In real life, we would call this a “good decision”.  In the Bachelor world, this makes you slap-worthy.

I just can’t understand why everyone is so mad at Brad.  All the dude did was not sign up for a doomed relationship.   How great would it be if Brad still doesn’t propose to a girl?

Good luck with a house-full of  busty drama, amigo!

The Bachelorette Finale: The End

Let’s not waste time with an hour and a half of recaps.  Let’s get to it!

  • Ali picked Roberto.  They are engaged! I want to act like I’m a big deal because I called it from week one.  But, you didn’t have to be Veronica Mars to solve this mystery.  Ali acted like a psycho every time she was within a 20 foot radius of Roberto.  Ali was the opposite of those depression commercials where everyone looks like a serial killer.  I hope Ali’s Pavlovian response to her esposo is always uncontrolled giggling and cooing.  Discovery should do a special on this.
  • Cape Cod Chris didn’t get picked.  This was ok with me.  America needs another season of this New England hero.  I was sure they were going to say he was next season’s Bachelor. But, they didn’t say that.  If Cape Cod Chris isn’t next year’s Bachelor, then I am going to hitchhike to Maine with my digital camera and film my own season.
  • The only other reasonable choice for Bachelor is Kasey.  America hasn’t had enough of Kasey.
  • Frank was supposed to be on After the Rose, but he canceled at the last minute.  Frank flaked out again.  Is anyone in the world flakier than Frank? Nope.
  • Ali’s dad was the most reasonable person in the history of reality tv.  He said something like, “Do you love my daughter?  You barely know her!”  That is great, Mr. Fedotowsky.  It’s the perfect thing to say to a suitor who dated your daughter on a television show.  You are a good dad!
  • Ali: “I love getting on machines that go really fast.”
  • Here are some Bachelor(ette) cliche vows that should be used in the upcoming wedding:  [Name], family is so important to me, and so is sharing every moment with someone I love.  For so long, I’ve been hoping to find love. From the moment I saw you, I knew love at first sightwas real. I knew we had a connection.  At the first rose ceremony, it was like, like, nothing else was there except you and me.  You’re so beautiful, and funny, and smart, and we laugh together, and I feel so happy every time we are together.  We’ve gone through so much together, and shared so many moments.  I’m so lucky find love with someone so amazing and awesome.  You are, like [laughing], so amazing! I’m so lucky!  What’s your last name?

-*-*-

Short task a -
In the Bachelorette finale recap, whom did Ali pick?

-*-*-

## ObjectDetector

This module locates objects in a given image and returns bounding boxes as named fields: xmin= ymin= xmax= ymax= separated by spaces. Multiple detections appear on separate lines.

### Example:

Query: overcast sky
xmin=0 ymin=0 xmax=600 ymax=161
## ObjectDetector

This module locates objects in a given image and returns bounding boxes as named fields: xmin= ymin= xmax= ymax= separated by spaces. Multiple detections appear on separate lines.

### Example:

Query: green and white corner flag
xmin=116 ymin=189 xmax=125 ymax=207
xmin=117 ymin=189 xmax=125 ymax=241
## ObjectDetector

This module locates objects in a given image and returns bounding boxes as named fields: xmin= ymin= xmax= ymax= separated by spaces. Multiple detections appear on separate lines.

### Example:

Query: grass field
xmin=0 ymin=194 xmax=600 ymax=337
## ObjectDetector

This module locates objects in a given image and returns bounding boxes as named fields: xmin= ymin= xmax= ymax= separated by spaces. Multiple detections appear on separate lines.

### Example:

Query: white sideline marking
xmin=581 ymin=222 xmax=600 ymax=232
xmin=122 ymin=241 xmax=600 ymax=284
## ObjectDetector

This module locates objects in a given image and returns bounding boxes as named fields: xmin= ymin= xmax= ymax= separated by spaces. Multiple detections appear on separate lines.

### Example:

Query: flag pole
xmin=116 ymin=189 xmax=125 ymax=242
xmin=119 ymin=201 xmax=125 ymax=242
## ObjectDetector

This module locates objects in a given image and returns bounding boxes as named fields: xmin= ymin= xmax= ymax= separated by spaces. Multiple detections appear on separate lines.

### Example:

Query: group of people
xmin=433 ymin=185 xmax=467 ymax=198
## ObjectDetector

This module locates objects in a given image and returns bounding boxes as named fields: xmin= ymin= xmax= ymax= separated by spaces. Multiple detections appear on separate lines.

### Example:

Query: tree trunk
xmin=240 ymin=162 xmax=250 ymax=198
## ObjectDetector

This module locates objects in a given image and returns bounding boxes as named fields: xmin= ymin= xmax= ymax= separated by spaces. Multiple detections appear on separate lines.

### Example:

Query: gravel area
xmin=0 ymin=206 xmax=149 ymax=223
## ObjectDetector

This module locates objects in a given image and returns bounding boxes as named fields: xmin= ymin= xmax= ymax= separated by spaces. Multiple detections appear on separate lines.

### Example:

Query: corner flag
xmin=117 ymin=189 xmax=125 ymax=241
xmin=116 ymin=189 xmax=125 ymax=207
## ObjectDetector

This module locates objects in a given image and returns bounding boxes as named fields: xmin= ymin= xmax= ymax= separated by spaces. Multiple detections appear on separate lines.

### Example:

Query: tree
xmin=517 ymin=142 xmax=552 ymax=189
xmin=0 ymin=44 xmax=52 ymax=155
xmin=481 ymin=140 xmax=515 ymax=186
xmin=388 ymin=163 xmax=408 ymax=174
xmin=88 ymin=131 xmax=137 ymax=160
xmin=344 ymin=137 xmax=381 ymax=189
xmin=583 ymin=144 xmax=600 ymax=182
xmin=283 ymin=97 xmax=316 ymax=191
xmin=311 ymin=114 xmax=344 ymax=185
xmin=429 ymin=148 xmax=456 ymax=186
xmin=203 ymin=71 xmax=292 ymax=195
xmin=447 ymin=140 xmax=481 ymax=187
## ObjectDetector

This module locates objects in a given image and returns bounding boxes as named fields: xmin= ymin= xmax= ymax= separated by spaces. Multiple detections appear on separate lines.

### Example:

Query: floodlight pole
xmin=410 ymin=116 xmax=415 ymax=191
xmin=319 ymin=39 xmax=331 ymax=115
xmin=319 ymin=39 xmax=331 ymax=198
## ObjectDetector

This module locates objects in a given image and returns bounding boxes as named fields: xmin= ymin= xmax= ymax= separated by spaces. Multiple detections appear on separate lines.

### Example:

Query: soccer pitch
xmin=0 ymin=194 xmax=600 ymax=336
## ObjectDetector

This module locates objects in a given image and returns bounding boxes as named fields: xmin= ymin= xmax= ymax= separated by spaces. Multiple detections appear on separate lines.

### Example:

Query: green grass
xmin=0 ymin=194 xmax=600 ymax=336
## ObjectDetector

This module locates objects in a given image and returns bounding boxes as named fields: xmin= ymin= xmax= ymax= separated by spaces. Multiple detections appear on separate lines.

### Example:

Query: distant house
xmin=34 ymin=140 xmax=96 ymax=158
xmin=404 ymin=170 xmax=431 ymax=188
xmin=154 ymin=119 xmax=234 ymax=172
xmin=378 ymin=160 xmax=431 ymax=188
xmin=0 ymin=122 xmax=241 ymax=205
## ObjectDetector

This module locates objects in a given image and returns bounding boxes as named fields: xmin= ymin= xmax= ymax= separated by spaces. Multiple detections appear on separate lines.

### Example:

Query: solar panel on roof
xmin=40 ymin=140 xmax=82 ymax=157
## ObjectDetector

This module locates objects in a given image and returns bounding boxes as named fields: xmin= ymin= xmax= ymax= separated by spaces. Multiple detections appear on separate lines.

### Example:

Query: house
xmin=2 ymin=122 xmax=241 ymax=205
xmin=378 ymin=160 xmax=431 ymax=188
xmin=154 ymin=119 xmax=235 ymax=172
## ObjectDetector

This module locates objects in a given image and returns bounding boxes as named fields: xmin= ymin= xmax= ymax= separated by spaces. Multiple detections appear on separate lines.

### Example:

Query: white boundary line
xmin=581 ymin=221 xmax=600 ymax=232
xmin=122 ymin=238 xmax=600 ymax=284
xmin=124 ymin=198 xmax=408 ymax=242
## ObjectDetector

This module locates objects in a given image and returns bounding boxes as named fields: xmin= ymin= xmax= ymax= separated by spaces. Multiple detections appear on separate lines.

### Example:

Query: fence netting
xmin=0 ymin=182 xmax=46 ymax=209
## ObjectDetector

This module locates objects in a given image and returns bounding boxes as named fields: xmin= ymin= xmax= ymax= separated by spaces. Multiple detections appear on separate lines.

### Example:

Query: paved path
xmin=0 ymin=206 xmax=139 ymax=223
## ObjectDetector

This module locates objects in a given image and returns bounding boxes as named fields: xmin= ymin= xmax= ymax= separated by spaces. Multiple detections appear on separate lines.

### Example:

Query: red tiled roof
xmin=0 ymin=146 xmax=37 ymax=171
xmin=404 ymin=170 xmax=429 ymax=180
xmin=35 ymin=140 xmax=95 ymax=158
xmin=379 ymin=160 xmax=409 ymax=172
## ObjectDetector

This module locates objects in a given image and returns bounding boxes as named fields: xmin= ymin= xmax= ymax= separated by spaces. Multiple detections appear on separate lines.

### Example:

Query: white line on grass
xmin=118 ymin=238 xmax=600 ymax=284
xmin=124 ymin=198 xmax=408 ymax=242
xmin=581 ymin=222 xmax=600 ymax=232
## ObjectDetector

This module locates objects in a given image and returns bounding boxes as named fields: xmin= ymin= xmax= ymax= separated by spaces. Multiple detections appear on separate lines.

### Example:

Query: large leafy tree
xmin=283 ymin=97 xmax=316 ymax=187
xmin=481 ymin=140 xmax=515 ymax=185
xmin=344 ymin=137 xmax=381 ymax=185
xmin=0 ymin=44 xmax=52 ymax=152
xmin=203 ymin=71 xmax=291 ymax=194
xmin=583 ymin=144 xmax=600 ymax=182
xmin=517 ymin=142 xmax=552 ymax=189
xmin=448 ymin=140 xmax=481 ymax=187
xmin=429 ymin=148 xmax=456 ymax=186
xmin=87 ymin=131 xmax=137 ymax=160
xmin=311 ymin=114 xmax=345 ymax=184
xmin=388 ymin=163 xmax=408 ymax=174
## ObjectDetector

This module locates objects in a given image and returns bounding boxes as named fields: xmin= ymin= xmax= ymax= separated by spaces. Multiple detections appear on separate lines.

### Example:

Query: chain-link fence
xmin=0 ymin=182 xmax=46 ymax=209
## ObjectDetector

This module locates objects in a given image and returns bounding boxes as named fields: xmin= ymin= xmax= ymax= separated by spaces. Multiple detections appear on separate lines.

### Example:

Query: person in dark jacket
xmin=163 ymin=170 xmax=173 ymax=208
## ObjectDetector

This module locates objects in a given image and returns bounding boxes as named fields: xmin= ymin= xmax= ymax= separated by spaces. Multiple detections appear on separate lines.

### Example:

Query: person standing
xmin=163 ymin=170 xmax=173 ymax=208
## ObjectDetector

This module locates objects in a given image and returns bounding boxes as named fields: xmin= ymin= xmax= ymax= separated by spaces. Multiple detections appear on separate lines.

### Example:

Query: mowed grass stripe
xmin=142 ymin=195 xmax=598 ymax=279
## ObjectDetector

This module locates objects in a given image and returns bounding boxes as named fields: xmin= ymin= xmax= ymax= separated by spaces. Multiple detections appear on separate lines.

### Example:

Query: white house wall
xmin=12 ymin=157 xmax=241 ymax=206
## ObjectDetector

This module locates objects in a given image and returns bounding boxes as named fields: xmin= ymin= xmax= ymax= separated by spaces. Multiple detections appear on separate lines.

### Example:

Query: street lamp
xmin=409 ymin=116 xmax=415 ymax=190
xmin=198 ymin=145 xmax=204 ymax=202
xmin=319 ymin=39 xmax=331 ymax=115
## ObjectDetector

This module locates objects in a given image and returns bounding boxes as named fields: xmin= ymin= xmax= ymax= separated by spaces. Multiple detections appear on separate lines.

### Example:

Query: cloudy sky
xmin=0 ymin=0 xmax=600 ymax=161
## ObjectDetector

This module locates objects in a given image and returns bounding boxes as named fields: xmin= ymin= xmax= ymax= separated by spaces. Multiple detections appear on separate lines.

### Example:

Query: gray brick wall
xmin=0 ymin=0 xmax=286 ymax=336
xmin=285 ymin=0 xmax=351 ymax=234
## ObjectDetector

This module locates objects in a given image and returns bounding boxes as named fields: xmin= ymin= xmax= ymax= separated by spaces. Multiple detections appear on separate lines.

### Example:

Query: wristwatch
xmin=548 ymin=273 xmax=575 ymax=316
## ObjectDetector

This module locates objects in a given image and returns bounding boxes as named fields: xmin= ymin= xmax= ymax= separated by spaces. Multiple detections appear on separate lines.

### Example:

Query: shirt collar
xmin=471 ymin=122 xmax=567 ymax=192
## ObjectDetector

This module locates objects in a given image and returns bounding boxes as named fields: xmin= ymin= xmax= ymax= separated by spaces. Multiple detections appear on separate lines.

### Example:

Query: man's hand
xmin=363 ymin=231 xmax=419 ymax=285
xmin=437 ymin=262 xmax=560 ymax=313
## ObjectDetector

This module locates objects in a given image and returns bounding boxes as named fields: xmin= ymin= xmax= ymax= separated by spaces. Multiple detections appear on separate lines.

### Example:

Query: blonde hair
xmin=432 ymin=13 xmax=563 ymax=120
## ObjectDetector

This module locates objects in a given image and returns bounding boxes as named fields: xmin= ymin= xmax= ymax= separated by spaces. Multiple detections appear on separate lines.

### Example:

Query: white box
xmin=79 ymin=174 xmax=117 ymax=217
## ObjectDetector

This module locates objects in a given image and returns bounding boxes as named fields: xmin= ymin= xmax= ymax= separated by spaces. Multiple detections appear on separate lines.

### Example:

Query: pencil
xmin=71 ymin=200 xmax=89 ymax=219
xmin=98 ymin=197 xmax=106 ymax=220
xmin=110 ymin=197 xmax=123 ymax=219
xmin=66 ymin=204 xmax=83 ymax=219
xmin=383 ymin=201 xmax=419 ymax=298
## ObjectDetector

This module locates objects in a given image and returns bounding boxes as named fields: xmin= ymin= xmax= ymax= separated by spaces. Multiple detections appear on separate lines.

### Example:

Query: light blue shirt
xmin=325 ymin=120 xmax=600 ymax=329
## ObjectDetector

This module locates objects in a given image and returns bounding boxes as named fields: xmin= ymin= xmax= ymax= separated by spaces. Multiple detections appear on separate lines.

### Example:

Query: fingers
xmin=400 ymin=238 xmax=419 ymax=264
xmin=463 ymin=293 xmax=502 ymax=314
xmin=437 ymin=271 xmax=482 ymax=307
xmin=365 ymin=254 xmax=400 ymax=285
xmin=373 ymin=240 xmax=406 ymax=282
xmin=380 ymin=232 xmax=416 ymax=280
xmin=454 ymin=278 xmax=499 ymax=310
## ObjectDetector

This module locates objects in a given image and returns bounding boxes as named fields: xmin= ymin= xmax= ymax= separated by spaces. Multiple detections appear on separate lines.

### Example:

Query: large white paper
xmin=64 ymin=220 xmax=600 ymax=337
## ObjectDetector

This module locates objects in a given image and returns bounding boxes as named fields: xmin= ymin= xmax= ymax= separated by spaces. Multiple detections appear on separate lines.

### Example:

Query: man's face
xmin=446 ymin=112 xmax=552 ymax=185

-*-*-

Short task b -
Identify each line in the rows that contains the string "green". Case counts.

Exercise answer a -
Ali picked Roberto, and they are engaged.

Exercise answer b -
Query: green and white corner flag
Query: green grass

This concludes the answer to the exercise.